### TASK STATEMENT
Copy, from the data below, each line that has the word "dark".

### MATERIAL FOR THIS TASK
- Opening Delimiter -

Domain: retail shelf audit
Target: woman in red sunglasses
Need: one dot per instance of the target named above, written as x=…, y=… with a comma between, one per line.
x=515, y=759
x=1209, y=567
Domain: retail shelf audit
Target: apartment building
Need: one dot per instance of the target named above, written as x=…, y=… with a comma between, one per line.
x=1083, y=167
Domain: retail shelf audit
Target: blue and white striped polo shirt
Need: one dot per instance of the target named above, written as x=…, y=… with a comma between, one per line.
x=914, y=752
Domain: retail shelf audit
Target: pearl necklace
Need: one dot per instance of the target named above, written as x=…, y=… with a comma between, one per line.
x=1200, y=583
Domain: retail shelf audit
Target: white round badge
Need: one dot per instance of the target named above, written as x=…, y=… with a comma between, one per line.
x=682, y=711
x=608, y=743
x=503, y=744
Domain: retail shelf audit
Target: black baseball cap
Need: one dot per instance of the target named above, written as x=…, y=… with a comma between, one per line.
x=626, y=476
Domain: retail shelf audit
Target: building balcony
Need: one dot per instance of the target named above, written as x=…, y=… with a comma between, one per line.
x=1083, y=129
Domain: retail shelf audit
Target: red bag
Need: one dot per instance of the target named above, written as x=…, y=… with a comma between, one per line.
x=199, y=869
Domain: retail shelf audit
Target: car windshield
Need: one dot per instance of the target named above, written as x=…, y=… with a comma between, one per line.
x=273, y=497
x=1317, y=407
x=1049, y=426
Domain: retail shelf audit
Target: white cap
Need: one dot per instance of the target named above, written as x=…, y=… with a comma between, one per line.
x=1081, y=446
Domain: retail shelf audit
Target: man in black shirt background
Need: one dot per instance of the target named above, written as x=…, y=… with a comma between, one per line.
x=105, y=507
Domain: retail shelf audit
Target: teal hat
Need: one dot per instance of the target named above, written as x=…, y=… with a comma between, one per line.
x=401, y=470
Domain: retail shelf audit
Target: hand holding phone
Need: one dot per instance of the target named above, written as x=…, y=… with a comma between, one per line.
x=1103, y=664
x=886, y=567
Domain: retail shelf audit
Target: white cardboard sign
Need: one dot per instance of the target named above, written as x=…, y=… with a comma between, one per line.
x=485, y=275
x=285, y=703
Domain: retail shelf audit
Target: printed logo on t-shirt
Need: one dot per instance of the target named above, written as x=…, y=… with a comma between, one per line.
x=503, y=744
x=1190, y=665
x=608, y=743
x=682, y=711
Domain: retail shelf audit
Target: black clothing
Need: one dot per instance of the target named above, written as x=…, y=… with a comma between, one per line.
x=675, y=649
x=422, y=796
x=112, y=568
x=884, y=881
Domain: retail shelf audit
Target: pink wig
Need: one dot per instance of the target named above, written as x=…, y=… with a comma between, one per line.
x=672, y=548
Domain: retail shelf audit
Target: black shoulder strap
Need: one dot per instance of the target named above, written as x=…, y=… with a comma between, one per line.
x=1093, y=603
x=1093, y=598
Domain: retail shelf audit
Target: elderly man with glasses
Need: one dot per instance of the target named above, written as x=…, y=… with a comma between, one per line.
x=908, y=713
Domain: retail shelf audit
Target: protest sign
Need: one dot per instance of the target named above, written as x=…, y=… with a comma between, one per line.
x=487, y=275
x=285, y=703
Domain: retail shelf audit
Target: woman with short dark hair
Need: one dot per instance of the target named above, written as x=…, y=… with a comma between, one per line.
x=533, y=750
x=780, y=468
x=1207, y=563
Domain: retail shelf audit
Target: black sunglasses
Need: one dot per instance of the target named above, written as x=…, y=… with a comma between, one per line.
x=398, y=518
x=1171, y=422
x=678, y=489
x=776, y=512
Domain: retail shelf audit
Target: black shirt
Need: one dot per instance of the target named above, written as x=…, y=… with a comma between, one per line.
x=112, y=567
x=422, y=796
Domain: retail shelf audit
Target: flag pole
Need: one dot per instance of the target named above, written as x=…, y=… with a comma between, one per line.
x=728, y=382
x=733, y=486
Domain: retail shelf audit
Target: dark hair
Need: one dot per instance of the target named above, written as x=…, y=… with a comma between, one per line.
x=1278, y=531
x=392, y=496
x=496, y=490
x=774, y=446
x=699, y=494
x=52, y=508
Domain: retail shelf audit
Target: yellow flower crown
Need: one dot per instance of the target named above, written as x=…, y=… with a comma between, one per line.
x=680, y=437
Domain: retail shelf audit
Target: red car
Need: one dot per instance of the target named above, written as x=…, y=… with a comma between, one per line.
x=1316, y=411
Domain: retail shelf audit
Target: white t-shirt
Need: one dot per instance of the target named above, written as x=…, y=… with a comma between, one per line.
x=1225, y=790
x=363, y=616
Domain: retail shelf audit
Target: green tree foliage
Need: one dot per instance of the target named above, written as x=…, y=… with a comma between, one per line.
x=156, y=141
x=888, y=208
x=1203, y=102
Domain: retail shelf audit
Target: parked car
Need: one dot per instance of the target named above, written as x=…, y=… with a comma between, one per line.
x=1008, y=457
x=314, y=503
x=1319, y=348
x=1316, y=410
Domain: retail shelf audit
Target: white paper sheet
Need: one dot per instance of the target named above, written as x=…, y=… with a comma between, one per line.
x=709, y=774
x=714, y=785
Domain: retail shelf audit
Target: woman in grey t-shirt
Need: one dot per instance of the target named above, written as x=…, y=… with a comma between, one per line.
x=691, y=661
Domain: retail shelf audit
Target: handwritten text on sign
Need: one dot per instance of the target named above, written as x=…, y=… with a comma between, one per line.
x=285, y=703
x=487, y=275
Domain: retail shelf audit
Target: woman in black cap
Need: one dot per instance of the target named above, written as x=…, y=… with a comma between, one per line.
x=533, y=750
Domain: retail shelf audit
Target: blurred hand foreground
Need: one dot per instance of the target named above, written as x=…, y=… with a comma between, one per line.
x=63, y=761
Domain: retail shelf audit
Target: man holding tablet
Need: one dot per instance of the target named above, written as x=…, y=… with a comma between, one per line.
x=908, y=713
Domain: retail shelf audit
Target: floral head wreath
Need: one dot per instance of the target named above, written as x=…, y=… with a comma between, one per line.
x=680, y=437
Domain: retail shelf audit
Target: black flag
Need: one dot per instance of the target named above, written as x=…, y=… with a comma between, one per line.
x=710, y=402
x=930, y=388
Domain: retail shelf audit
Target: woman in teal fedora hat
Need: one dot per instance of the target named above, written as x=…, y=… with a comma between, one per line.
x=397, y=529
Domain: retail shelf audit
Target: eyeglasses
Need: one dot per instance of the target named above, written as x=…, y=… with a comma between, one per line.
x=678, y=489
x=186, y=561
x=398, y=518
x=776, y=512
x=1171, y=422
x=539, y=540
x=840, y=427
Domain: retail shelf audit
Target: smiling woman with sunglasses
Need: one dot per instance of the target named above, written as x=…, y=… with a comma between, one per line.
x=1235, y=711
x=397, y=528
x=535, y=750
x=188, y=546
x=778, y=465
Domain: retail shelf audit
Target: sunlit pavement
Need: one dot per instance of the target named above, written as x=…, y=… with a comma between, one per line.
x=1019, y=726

- Closing Delimiter -

### TASK RESULT
Target: woman with short dark hair
Target: dark hair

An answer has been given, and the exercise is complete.